What needs to be done
Every entry should be reproduced precisely, with each picture left out.

(Natural-language object grounding data)
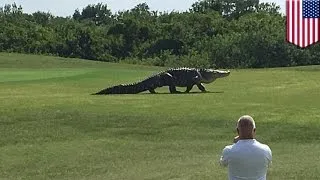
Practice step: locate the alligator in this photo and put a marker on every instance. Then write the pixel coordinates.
(173, 77)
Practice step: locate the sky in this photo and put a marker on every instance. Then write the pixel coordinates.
(67, 7)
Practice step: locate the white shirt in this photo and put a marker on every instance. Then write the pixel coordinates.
(247, 159)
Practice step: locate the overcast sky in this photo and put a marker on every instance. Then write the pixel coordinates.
(67, 7)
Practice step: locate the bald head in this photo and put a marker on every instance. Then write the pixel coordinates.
(246, 127)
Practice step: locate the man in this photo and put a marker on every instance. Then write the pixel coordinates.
(246, 158)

Exercise result
Practice step: locate the alligator in this photo and put a marker on every instance. Then write the pixel coordinates.
(173, 77)
Practice step: locate the sky in this photo and put a marker on every instance. Then write the pixel coordinates.
(67, 7)
Practice step: locate the white shirt in this photo and put a marker on every instance. Then write the pixel coordinates.
(247, 159)
Practice step: locate the overcast sky in this photo and put a marker on every instance. Then write the pixel coordinates.
(67, 7)
Practice step: locate the bald head in this photo and put a marker on every instance. Then write the pixel coordinates.
(246, 127)
Practice step: locate the man in this photo and put a marker on every instance. Then write the pixel coordinates.
(246, 158)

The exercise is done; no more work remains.